# EXERCISE PROMPT
Every line from the top of the records through the one bearing "Query: nose" is to be reproduced exactly, and pictures are to be left out.

[RECORD EXTRACTS — start]

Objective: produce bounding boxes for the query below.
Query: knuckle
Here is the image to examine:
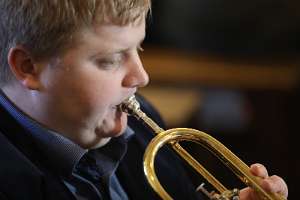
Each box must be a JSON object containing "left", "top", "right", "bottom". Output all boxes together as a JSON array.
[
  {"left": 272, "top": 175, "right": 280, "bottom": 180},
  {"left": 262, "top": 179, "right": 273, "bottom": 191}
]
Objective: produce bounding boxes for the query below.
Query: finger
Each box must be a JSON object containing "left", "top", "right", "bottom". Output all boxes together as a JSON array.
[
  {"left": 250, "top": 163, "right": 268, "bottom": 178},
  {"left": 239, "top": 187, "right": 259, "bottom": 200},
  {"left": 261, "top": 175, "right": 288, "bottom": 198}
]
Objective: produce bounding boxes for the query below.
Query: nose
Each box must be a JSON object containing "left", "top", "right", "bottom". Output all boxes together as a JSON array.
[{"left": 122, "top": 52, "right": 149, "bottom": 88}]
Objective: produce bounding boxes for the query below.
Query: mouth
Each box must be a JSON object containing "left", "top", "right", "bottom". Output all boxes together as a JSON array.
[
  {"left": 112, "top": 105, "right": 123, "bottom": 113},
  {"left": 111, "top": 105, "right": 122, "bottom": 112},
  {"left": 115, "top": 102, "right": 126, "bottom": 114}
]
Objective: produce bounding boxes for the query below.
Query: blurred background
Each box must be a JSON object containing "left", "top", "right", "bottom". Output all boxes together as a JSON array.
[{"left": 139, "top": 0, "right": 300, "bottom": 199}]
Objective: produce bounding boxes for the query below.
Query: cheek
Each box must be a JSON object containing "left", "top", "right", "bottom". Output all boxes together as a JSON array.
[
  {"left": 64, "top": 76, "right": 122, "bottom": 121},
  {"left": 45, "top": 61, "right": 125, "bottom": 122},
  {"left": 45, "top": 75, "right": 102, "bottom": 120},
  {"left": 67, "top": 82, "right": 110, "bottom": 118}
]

[RECORD EXTRACTS — finish]

# OUTPUT
Objective: produce bounding boxes for the query below.
Query: knuckle
Here is the image to examine:
Each box must be a JSON object containing "left", "top", "right", "bottom". Output all boxes together as a JSON array.
[
  {"left": 272, "top": 175, "right": 280, "bottom": 180},
  {"left": 262, "top": 179, "right": 273, "bottom": 191}
]
Objective: produce bounding boxes for the query below.
Query: finger
Each box must be a JSON object containing "left", "top", "right", "bottom". Output all boxes together as a JSON array.
[
  {"left": 250, "top": 163, "right": 268, "bottom": 178},
  {"left": 239, "top": 187, "right": 259, "bottom": 200},
  {"left": 261, "top": 175, "right": 288, "bottom": 198}
]
Objective: produce bounding boxes for the query below.
Query: nose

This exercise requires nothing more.